*** Opening of Dataset excerpts ***
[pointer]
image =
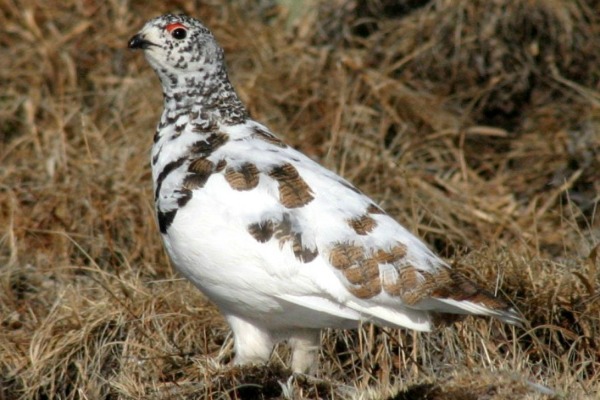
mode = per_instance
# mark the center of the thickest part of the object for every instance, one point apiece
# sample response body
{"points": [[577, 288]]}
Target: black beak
{"points": [[138, 42]]}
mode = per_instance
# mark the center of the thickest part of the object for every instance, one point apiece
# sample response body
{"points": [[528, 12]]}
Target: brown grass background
{"points": [[476, 123]]}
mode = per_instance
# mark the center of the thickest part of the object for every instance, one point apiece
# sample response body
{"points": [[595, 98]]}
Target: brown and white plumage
{"points": [[283, 246]]}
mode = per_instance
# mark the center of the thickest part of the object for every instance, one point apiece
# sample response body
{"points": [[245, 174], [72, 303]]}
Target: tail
{"points": [[455, 294]]}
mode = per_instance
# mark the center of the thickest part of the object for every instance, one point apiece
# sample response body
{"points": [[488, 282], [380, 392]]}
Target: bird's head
{"points": [[177, 45]]}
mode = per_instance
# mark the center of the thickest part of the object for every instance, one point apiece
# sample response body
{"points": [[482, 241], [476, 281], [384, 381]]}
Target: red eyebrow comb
{"points": [[171, 27]]}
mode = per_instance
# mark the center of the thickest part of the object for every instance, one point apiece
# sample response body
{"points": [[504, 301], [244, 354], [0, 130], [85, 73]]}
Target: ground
{"points": [[474, 123]]}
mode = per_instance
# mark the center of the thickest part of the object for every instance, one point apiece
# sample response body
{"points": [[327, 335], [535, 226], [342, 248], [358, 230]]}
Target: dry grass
{"points": [[476, 123]]}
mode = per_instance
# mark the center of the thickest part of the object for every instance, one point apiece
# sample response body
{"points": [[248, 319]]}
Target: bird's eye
{"points": [[177, 30]]}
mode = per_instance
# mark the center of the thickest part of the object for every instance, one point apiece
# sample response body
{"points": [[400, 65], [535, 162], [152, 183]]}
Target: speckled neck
{"points": [[206, 96]]}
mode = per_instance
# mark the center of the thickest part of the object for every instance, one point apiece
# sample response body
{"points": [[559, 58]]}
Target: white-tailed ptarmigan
{"points": [[283, 246]]}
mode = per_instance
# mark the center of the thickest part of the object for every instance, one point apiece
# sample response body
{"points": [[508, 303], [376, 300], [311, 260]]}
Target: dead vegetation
{"points": [[475, 123]]}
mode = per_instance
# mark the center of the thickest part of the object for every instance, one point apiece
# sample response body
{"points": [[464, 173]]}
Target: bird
{"points": [[281, 245]]}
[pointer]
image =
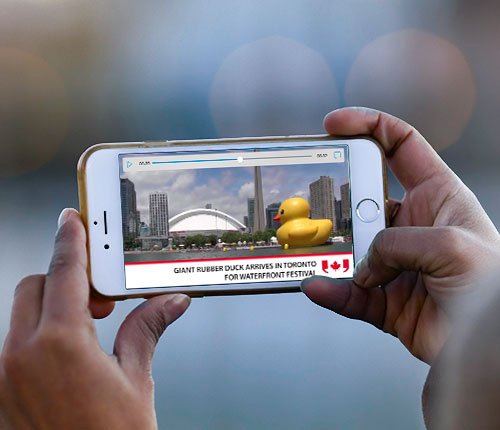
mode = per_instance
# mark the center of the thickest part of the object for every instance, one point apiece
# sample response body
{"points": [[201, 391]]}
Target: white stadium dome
*** Close of Dataset excerpts ***
Each entry above should come back word for word, and no picture should come with it.

[pointer]
image =
mode = per_instance
# mark the center of the thickest part of the object for every instance, one point apiece
# sample response body
{"points": [[577, 288]]}
Target: black beak
{"points": [[138, 42]]}
mode = per_instance
# mark the center of the thickest part of the object for every instance, one point apiece
# sample response body
{"points": [[528, 12]]}
Target: brown grass background
{"points": [[476, 123]]}
mode = per_instance
# mark the center of the thickest part of the object for every instance, one point apiece
# sample response body
{"points": [[595, 98]]}
Target: brown and white plumage
{"points": [[283, 246]]}
mode = per_instance
# mark the center of the thickest part of the object for every instance, one point apiece
# sample response body
{"points": [[245, 174], [72, 303]]}
Target: tail
{"points": [[455, 294]]}
mode = per_instance
# mark the center of the thickest part of the object for every instance, one point apiece
# sample response body
{"points": [[488, 282], [380, 392]]}
Target: bird's head
{"points": [[177, 45]]}
mode = per_instance
# mark the center of the thickest part of the object for every instance, one point apiece
# sample response body
{"points": [[482, 241], [476, 281], [384, 381]]}
Target: red eyebrow comb
{"points": [[171, 27]]}
mode = per_instance
# mark the center of the thickest part of the object for every instance, one point apiece
# sample response body
{"points": [[504, 301], [244, 354], [0, 130], [85, 73]]}
Target: ground
{"points": [[474, 123]]}
mode = per_instance
# mark the center of the thickest part of the object for every instance, one point apiece
# sample response body
{"points": [[327, 335], [535, 226], [342, 248], [358, 230]]}
Target: dry grass
{"points": [[476, 123]]}
mode = per_instance
# mark the center of the thickest part of the object for every instance, one point apiece
# sample response body
{"points": [[248, 319]]}
Target: bird's eye
{"points": [[177, 30]]}
mode = per_instance
# mark the center of the thickest part of the object for every instance, one point apiece
# sample response body
{"points": [[400, 65], [535, 162], [152, 183]]}
Target: speckled neck
{"points": [[206, 96]]}
mode = per_instance
# mark the center of the thickest part of the object for every instance, one point apiece
# sample response body
{"points": [[559, 58]]}
Target: white-tailed ptarmigan
{"points": [[283, 246]]}
mode = per_instance
# mark the center of the thickest part of the object for every instance, one point apiece
# sample response body
{"points": [[508, 303], [376, 300], [311, 260]]}
Target: dead vegetation
{"points": [[475, 123]]}
mode = per_instance
# mark the center of the thickest part of the object for every instance, one point apiece
# sample response body
{"points": [[464, 173]]}
Target: bird
{"points": [[281, 245]]}
[pointer]
image =
mode = per_instance
# mark the center of the thickest part of the object for every instance, one point apiece
# sample response body
{"points": [[201, 391]]}
Target: white stadium dome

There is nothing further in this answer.